What to produce:
Word for word, restate the entries below, but exclude the images.

Data records:
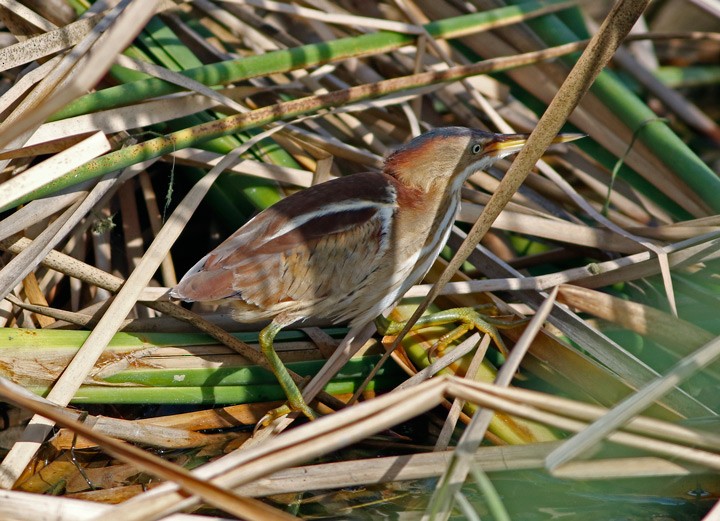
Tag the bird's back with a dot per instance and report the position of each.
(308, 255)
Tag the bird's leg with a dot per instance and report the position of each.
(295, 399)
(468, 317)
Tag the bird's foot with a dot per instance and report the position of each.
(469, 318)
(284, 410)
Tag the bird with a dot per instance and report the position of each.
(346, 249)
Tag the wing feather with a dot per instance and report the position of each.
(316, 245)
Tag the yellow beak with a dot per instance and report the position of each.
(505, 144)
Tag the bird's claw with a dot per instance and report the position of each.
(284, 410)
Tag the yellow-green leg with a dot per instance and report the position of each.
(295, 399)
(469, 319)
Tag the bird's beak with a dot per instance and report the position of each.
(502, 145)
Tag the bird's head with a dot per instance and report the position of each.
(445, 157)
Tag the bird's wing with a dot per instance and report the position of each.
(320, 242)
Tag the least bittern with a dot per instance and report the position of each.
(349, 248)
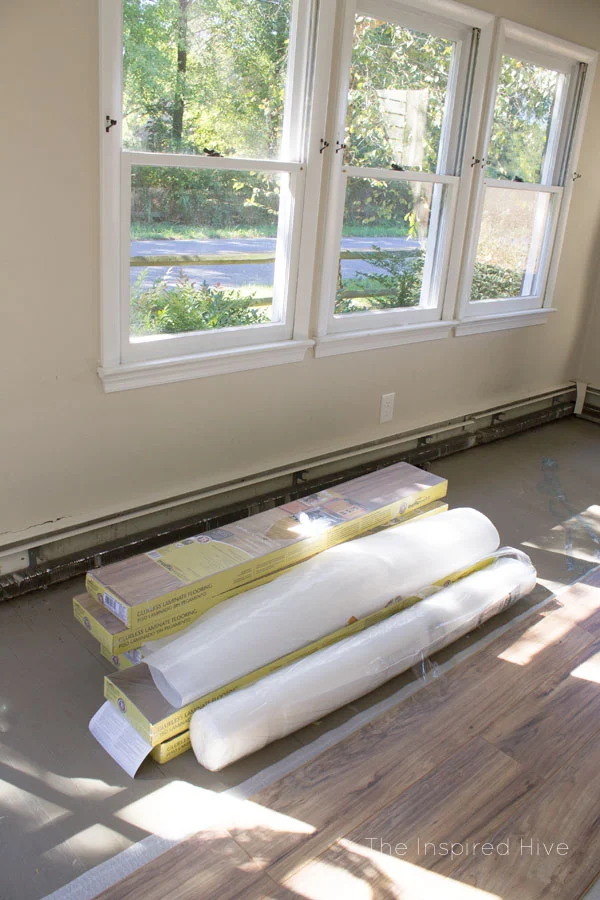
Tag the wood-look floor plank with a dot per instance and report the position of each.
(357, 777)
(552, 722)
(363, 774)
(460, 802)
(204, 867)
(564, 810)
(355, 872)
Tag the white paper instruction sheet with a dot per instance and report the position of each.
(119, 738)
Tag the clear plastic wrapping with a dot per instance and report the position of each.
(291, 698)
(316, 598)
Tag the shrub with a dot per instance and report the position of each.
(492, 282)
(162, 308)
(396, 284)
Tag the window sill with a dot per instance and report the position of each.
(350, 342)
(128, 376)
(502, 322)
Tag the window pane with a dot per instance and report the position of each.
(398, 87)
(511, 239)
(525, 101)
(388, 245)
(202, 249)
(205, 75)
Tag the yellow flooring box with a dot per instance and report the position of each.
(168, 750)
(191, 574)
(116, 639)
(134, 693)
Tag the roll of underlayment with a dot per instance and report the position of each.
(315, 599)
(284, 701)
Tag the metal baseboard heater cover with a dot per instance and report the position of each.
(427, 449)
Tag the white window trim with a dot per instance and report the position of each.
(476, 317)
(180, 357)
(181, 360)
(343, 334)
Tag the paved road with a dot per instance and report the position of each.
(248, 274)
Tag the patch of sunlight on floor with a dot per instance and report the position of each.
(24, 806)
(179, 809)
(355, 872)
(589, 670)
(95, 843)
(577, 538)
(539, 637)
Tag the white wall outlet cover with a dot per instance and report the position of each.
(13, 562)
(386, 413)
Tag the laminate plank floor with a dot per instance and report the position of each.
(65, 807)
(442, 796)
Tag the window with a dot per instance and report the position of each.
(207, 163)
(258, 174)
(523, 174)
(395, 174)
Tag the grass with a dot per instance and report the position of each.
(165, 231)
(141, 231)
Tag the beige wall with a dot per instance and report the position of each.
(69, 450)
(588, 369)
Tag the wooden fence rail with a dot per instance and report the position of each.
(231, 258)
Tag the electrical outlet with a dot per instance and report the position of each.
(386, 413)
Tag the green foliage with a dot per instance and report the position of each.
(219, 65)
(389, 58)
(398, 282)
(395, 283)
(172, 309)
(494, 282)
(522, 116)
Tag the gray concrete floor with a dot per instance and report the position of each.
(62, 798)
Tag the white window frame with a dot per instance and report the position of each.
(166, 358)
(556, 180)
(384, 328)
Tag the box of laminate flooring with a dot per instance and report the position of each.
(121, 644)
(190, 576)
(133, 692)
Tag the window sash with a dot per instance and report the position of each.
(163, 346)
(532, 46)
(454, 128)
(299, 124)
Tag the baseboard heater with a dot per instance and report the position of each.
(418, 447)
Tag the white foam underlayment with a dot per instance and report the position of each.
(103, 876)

Exercise response:
Tag the bird's back with a dot per instance and report the position of each.
(308, 255)
Tag the bird's leg with a dot per instance and report the position of each.
(295, 399)
(468, 317)
Tag the bird's foot with a dot per instance and report the position of each.
(469, 318)
(284, 410)
Tag the bird with a dot per instance and report the position of each.
(346, 249)
Tag the wing feather with a dot per instance and report the position of each.
(316, 245)
Tag the yellow beak with a dot per instance and report the position of each.
(505, 144)
Tag the bird's claw with a dot per instance and report the position of each.
(284, 410)
Tag the yellow-green leg with a dot per instance and report the position of each.
(295, 399)
(469, 319)
Tag the bird's beak with a dot per instance and report the position of each.
(502, 145)
Tag the bird's head with a dot per instance and report the position of each.
(445, 157)
Tag the bird's wing with a dot per instance and report the position of each.
(320, 242)
Tag the least bittern with a dot per instance and report the position of each.
(349, 248)
Tag the wood-look floor plank with a dot per instance and report the position of each.
(357, 777)
(552, 722)
(363, 774)
(460, 802)
(204, 867)
(564, 810)
(355, 872)
Tag the white paper instruction sheet with a dot per instance and report the position of each.
(119, 738)
Tag the clear plastic wrapping with a dot per instance and report the position of each.
(291, 698)
(316, 598)
Tag the shrub with a dot per instance and report the position of each.
(492, 282)
(162, 308)
(396, 284)
Tag the window sill with a dot per instance and report the position of each.
(350, 342)
(128, 376)
(502, 322)
Tag the window pane with a dot per instance and report the position of each.
(398, 87)
(511, 239)
(525, 101)
(388, 245)
(202, 249)
(205, 75)
Tag the yellow flooring box with a dot per instance and report the position of each.
(168, 750)
(191, 574)
(116, 639)
(134, 693)
Tag the roll of underlayment with a dot per instance and report the position of each.
(315, 599)
(284, 701)
Tag the metal baseboard heater cover with a dot per instance and report the position of each.
(427, 449)
Tag the white window trim with a dot per instance and report the position of each.
(476, 317)
(180, 357)
(181, 360)
(343, 334)
Tag the paved road with a dot per instance and report the position of each.
(248, 274)
Tag the patch of sunlight on floor with a dot per instance and report the position of each.
(24, 806)
(179, 809)
(355, 872)
(589, 670)
(95, 843)
(577, 538)
(539, 637)
Tag the white wall outlet cover with a dot per instance and report the position of each.
(13, 562)
(386, 413)
Tag the laminate plank floor with a dot per instance and report the position of each.
(65, 807)
(442, 796)
Tag the window with a dot per instance and report the position of each.
(207, 163)
(258, 174)
(523, 174)
(395, 174)
Tag the grass with a dot per instance and report the position of each.
(165, 231)
(141, 231)
Tag the beige wall with a dot per instance and report the position of each.
(69, 450)
(588, 369)
Tag the wooden fence rail with a dot per instance and report the position of each.
(231, 258)
Tag the electrical outlet with a dot per instance and report the position of each.
(386, 413)
Tag the green foliage with a dot per instance and report the position of each.
(219, 65)
(389, 58)
(398, 282)
(395, 283)
(172, 309)
(494, 282)
(522, 116)
Tag the gray concrete floor with a dot per instance and report the position of each.
(62, 798)
Tag the white window frame with a dot per instance and report the position of each.
(166, 358)
(556, 180)
(384, 328)
Tag the box of laminate flooring with a dot per instance and report the position of each.
(121, 644)
(190, 576)
(133, 692)
Tag the window sash with a dot per instance and report the position of each.
(163, 346)
(532, 46)
(454, 128)
(299, 124)
Tag the baseboard heater with a dot per instance and report the position of each.
(418, 447)
Tag the white foam underlayment with a dot per instance and report the position of each.
(103, 876)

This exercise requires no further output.